§ Task statement
Put each line of the material below into a Markdown table with the columns "Row" and "Line," numbering the rows and skipping blank lines. Leave the pictures out of the table.
begin
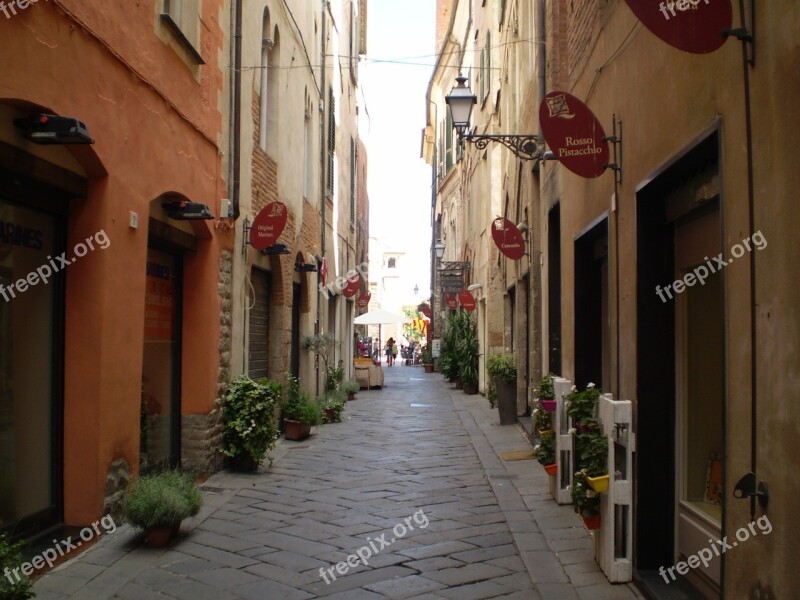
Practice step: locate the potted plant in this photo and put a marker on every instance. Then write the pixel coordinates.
(545, 452)
(350, 388)
(586, 500)
(300, 412)
(503, 370)
(158, 502)
(582, 406)
(427, 358)
(591, 452)
(249, 416)
(17, 586)
(545, 393)
(332, 404)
end
§ Answer
| Row | Line |
|---|---|
| 1 | Practice step: locate the potted plant in this photo and put a marker on every instance. Then write the pixel coordinates. |
| 2 | (545, 452) |
| 3 | (350, 388) |
| 4 | (586, 500) |
| 5 | (300, 412) |
| 6 | (503, 370) |
| 7 | (158, 502) |
| 8 | (582, 406) |
| 9 | (427, 358) |
| 10 | (591, 452) |
| 11 | (249, 416) |
| 12 | (17, 586) |
| 13 | (545, 393) |
| 14 | (332, 404) |